Exercise goal: How many lines in the rows below contain the string "blue", with case counting? Reply with the number alone.

Records to process:

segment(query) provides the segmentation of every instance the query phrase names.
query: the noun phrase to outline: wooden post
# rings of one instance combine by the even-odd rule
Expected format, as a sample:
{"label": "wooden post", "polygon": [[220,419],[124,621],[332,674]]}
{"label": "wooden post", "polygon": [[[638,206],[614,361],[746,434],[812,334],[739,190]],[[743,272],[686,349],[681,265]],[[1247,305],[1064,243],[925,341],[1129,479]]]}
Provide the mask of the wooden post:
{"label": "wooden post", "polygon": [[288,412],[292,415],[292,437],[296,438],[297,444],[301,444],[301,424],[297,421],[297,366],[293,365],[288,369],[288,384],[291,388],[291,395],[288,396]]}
...
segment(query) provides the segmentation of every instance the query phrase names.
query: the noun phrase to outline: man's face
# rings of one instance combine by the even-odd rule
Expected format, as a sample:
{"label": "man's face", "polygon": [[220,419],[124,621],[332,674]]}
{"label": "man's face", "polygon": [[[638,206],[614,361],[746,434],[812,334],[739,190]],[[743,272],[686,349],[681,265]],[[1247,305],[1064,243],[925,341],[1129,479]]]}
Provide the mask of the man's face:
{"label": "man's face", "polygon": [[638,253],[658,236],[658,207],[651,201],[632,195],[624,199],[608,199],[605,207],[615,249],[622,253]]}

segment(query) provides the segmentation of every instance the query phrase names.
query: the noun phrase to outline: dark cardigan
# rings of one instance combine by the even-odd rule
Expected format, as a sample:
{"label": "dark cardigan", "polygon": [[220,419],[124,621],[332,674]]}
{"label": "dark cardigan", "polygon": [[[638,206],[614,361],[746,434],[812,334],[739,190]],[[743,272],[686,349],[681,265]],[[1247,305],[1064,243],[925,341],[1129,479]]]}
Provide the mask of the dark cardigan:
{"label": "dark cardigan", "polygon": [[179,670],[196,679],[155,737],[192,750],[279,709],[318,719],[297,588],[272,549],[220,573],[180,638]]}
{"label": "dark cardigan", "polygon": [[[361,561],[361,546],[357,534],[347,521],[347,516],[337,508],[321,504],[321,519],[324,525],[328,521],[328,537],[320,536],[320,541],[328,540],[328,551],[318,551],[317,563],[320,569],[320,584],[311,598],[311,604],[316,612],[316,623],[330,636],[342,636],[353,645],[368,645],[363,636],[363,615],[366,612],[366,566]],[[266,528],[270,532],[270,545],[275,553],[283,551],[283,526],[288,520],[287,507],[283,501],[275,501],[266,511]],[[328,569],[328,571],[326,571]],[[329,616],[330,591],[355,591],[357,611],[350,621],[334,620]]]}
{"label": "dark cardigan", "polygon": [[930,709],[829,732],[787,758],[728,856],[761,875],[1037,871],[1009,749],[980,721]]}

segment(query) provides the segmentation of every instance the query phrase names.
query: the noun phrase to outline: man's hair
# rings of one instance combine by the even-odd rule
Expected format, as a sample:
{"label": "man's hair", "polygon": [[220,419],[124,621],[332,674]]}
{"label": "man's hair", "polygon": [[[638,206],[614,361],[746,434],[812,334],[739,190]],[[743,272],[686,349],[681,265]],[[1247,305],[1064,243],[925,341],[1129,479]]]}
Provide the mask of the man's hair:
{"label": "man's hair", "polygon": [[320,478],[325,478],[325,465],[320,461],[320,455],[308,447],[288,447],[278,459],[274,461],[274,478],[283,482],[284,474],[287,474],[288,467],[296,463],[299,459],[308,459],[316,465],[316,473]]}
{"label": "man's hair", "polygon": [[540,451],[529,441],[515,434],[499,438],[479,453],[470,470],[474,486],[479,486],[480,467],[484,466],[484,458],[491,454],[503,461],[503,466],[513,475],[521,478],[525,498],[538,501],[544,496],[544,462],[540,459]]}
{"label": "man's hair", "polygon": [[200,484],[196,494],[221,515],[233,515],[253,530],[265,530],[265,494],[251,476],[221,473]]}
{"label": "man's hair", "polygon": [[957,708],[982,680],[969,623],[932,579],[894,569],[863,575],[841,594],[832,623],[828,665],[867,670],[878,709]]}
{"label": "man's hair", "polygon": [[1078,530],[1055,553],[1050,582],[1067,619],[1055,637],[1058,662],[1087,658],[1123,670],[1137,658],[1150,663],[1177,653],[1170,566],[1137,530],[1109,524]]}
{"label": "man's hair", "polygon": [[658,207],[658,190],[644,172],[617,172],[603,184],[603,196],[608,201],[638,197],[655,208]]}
---
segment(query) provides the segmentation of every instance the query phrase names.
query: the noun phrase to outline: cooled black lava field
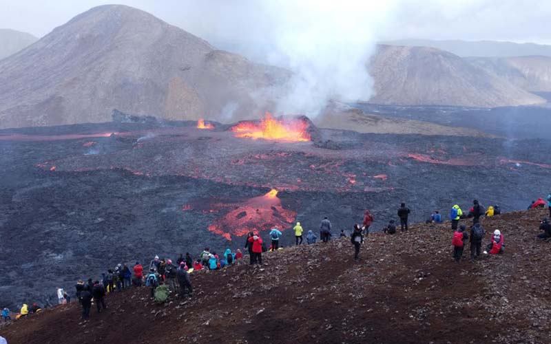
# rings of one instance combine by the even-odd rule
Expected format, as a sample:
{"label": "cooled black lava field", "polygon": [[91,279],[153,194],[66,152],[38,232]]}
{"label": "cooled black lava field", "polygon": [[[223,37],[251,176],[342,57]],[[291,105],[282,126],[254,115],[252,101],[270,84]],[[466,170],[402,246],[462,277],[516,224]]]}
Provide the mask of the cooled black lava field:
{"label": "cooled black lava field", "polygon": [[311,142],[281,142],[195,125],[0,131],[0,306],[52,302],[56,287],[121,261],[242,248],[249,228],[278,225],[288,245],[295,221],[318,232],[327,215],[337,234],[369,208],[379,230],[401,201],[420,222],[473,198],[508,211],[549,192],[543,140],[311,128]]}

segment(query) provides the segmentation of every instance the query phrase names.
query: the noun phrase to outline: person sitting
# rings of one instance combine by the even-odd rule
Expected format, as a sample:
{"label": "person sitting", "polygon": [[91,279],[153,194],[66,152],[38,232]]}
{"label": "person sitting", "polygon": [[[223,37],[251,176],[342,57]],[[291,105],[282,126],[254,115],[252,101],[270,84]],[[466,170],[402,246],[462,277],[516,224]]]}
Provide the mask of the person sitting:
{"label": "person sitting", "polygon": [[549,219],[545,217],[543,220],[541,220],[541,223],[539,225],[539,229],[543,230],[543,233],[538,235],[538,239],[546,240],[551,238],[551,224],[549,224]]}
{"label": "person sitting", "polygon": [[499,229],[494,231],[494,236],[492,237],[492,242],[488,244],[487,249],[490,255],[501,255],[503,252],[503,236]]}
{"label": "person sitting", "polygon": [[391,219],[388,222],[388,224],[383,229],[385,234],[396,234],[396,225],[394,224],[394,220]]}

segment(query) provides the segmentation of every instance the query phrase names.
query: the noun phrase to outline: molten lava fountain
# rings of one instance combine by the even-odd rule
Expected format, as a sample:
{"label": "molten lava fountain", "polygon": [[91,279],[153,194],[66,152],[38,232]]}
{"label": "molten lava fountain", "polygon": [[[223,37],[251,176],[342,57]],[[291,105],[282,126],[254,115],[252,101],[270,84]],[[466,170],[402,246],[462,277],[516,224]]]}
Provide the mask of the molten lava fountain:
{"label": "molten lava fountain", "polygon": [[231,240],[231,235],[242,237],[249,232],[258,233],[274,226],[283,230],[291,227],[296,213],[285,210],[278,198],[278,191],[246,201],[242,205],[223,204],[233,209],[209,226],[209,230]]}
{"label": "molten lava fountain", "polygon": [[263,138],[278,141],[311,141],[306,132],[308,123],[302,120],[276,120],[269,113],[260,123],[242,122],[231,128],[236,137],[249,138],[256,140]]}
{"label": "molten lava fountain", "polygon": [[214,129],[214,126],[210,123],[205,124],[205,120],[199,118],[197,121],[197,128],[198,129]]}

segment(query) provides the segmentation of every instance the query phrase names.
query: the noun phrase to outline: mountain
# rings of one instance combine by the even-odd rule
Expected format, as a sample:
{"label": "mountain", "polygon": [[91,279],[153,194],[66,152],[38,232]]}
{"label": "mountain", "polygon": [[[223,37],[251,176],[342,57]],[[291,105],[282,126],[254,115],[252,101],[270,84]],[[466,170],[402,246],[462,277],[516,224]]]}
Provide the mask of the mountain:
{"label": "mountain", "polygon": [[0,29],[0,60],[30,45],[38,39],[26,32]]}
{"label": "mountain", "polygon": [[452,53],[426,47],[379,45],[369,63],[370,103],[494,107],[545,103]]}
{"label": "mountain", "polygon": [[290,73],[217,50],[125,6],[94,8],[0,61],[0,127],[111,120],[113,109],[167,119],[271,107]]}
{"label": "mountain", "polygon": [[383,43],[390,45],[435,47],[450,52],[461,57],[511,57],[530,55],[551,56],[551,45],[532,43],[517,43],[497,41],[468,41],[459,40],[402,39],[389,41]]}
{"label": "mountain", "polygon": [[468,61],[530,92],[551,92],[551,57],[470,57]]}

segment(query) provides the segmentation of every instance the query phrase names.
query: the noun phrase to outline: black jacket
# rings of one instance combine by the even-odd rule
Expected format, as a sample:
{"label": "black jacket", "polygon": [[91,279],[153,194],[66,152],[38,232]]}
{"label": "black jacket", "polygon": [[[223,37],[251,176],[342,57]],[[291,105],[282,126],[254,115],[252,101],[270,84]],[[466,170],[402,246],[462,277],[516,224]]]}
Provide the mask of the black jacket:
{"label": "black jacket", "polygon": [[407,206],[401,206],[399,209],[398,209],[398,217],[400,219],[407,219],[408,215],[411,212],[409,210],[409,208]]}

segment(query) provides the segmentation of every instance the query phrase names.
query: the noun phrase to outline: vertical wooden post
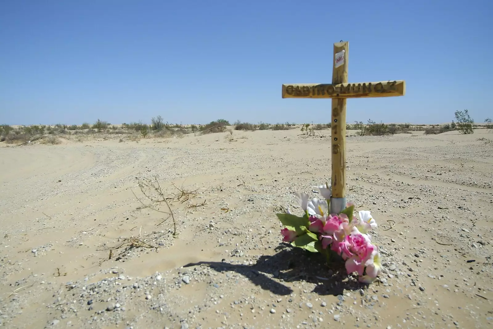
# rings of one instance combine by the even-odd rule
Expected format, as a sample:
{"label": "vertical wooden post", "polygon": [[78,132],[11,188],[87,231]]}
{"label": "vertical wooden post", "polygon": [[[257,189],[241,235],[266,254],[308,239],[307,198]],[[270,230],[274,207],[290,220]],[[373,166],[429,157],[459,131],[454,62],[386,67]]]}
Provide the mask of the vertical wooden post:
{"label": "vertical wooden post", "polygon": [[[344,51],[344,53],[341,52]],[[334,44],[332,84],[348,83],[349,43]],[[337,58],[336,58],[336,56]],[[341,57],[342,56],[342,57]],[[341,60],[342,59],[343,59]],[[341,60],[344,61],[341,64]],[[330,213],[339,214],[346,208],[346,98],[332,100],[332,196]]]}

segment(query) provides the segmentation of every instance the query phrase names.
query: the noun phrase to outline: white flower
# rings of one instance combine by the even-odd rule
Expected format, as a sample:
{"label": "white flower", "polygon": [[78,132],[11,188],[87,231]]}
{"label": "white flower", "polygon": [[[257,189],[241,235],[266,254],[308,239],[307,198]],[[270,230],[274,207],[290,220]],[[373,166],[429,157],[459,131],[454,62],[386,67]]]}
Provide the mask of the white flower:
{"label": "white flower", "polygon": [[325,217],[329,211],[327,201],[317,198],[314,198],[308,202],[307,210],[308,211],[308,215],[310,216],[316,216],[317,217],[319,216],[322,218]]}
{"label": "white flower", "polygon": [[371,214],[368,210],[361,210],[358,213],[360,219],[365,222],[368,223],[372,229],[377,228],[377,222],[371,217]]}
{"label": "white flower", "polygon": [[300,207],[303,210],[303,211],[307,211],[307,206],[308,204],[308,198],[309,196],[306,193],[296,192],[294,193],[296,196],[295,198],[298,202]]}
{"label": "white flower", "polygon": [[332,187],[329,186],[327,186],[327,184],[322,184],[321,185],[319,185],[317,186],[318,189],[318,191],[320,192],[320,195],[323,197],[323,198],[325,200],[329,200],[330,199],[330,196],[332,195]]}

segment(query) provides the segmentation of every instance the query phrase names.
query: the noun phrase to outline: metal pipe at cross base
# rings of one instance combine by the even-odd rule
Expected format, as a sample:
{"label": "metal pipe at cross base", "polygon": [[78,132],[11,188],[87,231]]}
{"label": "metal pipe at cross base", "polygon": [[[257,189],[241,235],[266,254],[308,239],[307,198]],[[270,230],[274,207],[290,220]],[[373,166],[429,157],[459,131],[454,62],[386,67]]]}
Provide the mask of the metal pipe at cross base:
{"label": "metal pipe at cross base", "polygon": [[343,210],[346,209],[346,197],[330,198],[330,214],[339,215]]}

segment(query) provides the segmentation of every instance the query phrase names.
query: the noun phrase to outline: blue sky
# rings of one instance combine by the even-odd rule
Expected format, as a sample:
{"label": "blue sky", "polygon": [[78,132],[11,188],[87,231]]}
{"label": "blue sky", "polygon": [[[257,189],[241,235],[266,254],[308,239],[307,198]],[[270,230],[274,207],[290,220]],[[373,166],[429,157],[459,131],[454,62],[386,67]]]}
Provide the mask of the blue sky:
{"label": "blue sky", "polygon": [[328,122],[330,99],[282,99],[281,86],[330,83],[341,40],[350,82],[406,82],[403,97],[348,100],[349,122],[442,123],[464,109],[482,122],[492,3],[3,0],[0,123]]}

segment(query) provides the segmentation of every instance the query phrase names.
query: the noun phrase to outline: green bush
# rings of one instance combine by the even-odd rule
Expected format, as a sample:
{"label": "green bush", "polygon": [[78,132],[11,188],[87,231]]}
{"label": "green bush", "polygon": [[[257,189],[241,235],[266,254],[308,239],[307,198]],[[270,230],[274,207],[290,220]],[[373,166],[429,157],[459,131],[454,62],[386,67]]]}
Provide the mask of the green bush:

Exercise solution: 5